PROVIDED DATA:
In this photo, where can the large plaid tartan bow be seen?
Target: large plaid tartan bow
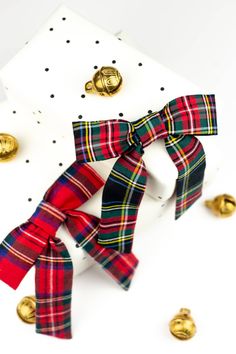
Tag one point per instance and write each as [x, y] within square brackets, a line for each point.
[35, 242]
[176, 123]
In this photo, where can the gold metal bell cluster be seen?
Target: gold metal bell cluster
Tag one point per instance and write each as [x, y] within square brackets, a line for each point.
[26, 309]
[106, 82]
[8, 147]
[223, 205]
[182, 326]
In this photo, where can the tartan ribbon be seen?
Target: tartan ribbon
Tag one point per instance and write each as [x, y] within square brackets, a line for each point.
[176, 123]
[35, 243]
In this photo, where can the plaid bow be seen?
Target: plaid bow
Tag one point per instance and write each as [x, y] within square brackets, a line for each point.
[176, 123]
[35, 242]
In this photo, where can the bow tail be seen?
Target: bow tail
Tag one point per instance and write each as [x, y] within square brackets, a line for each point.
[120, 266]
[19, 251]
[121, 198]
[53, 280]
[188, 155]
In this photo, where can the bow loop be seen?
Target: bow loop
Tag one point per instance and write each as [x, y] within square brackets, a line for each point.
[74, 187]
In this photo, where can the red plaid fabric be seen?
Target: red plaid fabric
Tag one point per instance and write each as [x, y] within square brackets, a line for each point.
[35, 242]
[176, 123]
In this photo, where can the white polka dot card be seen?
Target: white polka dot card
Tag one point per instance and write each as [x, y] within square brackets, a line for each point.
[45, 88]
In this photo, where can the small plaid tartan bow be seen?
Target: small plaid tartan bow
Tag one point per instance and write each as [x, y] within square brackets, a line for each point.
[176, 123]
[35, 242]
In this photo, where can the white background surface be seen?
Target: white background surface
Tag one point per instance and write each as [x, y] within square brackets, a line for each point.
[189, 263]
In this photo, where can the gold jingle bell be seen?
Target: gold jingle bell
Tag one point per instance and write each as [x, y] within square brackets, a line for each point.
[106, 82]
[223, 205]
[182, 326]
[8, 147]
[26, 309]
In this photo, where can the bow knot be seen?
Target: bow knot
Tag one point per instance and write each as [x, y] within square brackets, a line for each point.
[177, 123]
[35, 242]
[48, 217]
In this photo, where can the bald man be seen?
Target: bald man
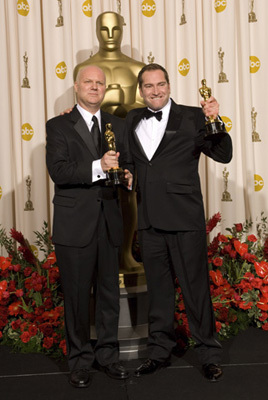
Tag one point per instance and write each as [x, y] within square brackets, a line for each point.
[87, 225]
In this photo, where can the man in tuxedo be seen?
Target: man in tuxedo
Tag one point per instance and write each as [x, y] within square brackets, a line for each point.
[87, 225]
[171, 223]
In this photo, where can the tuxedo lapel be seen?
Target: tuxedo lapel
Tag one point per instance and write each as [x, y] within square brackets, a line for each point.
[137, 118]
[82, 129]
[174, 121]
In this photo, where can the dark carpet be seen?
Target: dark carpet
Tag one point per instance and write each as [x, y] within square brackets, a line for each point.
[245, 363]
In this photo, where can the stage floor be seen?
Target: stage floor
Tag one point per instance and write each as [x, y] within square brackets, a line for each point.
[245, 362]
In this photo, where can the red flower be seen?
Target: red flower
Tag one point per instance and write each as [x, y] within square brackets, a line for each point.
[32, 330]
[264, 316]
[241, 248]
[27, 271]
[217, 261]
[19, 293]
[212, 222]
[250, 257]
[252, 238]
[16, 268]
[262, 269]
[16, 324]
[265, 249]
[245, 305]
[218, 326]
[51, 258]
[15, 308]
[216, 277]
[238, 227]
[5, 263]
[223, 239]
[262, 304]
[48, 342]
[25, 337]
[265, 326]
[62, 346]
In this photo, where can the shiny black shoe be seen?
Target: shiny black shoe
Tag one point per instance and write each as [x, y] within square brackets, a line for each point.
[80, 378]
[115, 370]
[150, 366]
[212, 372]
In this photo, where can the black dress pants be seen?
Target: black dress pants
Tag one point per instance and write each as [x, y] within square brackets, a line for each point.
[184, 255]
[77, 267]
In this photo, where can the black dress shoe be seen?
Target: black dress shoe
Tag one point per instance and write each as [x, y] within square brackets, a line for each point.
[212, 372]
[80, 378]
[150, 366]
[115, 370]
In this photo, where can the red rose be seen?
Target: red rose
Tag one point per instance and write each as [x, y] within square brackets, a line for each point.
[217, 261]
[252, 238]
[238, 227]
[218, 326]
[62, 346]
[32, 330]
[25, 337]
[48, 342]
[265, 326]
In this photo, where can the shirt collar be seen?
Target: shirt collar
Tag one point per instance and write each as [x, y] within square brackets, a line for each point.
[165, 110]
[88, 115]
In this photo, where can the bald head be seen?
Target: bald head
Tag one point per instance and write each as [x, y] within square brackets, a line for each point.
[90, 88]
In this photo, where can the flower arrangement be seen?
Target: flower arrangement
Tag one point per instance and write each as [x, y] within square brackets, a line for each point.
[238, 271]
[31, 302]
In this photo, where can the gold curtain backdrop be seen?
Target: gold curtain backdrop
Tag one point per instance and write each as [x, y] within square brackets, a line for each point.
[224, 41]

TO BE DONE:
Exclude the pictures and transcribe all of the entries exactly.

RESPONSE TO THE TASK:
In this photo, where can the large plaid tartan bow be seen?
Target: large plaid tartan bow
Tag one point per instance and write each as [x, y] within square brackets, a line for each point.
[35, 242]
[176, 123]
In this photo, where can the gold metal bell cluster be seen?
Target: gold metal bell cluster
Tag one point per instance and write each as [x, y] within square brackets, a line for each point.
[26, 309]
[106, 82]
[8, 147]
[223, 205]
[182, 326]
In this photo, where can the tartan ribbon be seen?
Target: tartan ribbon
Tag one point per instance and write each as [x, y] within square brackets, a line for each point.
[176, 123]
[35, 243]
In this photo, where can the plaid bow be seen?
Target: plaid bow
Tag one point per instance and write each as [x, y] within square brackets, a line for each point.
[176, 123]
[35, 242]
In this photo, where can the bow tail be seen?
Target: bow tail
Tag one point per instance and write each as [x, y] within square brackets, a line for each point.
[120, 266]
[19, 251]
[121, 198]
[53, 280]
[188, 155]
In this photo, where can the bow loop be seen?
Target: bow loop
Tag one point per instance and write each as [x, y] within square brackets, a line for each point.
[74, 187]
In this photo, where can the red plaid fabric be seen?
Target: red plaid fabric
Tag one point per instance and write each as [x, y] within square brackets, a line for each point.
[35, 242]
[176, 123]
In this photo, where can the white polka dot card be seen?
Target: white polka dot card
Tag one point per instance and write each as [x, y] within square brackets, a line for each point.
[45, 88]
In this photo, where can the small plaid tartan bow be seen?
Target: small plaid tartan bow
Tag one point per instance and write each as [x, y] within square brackets, a line for each point.
[176, 123]
[35, 242]
In this photo, where can the white background surface be seen?
Target: white background surface
Tag one point per instance and write each as [x, y] within square brackets, a line for each point.
[189, 263]
In this photo, where can the gold jingle bell be seen?
Target: gold jingle bell
Tag one point per instance and write each as [x, y] within square brackets, a line for each point.
[106, 82]
[223, 205]
[182, 326]
[8, 147]
[26, 309]
In this photo, where can the bow knot be seen?
Target: bow knot
Tag one point per instance and write each as [x, y] within square brackets, a line for each point.
[177, 123]
[35, 242]
[48, 217]
In this photo, where can the bald man be seen?
Target: bald man
Tag one point per instance and write each as [x, y] within square brackets, a line for each point.
[87, 225]
In this photo, where can the man in tuxedo be seen?
Target: man in tuxedo
Tag one point per instance and write each as [x, y] within square brackets, a line for each point.
[87, 225]
[171, 223]
In this photo, where can the tuxedo lapel be seen?
Target: tuxedo lapel
Tag one point per instance and write each as [x, y] within square brackets, a line for each point.
[137, 118]
[82, 129]
[174, 121]
In this photo, where can the dark carpet be seen?
Target: dark carpet
Tag one point per instance and write each as [x, y] within square brackets, a line for each point.
[245, 363]
In this photo, where can the stage floor be seen?
Target: stage floor
Tag one point per instance and write each as [x, y] within square brackets, a line for each point.
[245, 362]
In this photo, where can the red flower be seen?
Target: red flower
Tag one point per instance and write each as [x, y] within square brackets, a line for each point.
[32, 330]
[264, 316]
[241, 248]
[27, 271]
[217, 261]
[19, 293]
[212, 222]
[250, 257]
[252, 238]
[16, 268]
[262, 269]
[16, 324]
[265, 249]
[245, 305]
[218, 326]
[51, 258]
[15, 308]
[216, 277]
[238, 227]
[5, 263]
[223, 239]
[262, 304]
[48, 342]
[25, 337]
[265, 326]
[62, 346]
In this photo, where can the shiny black shoe be seen?
Target: shiny black shoe
Tag one point per instance and write each as [x, y] within square brackets, a line for each point.
[80, 378]
[115, 370]
[150, 366]
[212, 372]
In this photo, where can the black dress pants be seen?
Target: black dress pants
Tag one point per instance and write each as [x, y] within square brackets, a line for each point.
[184, 255]
[77, 267]
In this photo, where can the black dress shoe be seen?
Target: black dress shoe
Tag one point per instance and write each as [x, y] within square brackets, a line for each point.
[212, 372]
[80, 378]
[150, 366]
[115, 370]
In this photo, where can the red rose be seen?
Target: red rose
Tag one point per instance and write each as [x, y] within square brackets, a line for each point.
[217, 261]
[252, 238]
[238, 227]
[218, 326]
[62, 346]
[32, 330]
[25, 337]
[48, 342]
[265, 326]
In this photo, where can the shirt collar be seen?
Target: shirt collar
Tag one point per instance and write each as [x, y] within square brackets, a line for each point.
[165, 110]
[88, 115]
In this photo, where can the bald head be seen?
Target: bald head
Tag one point per instance and write each as [x, y] within square brackets, a line for each point.
[90, 88]
In this photo, where can the flower arrangement be seen?
Target: flower arrangement
Tag one point per instance and write each as [x, y] within square brackets, a line for each point.
[238, 271]
[31, 302]
In this photo, where can the gold curtain backdrop be seen?
Target: gold curtain backdrop
Tag one point per instance and write each as [x, y] within square brackets, a line for each point.
[224, 41]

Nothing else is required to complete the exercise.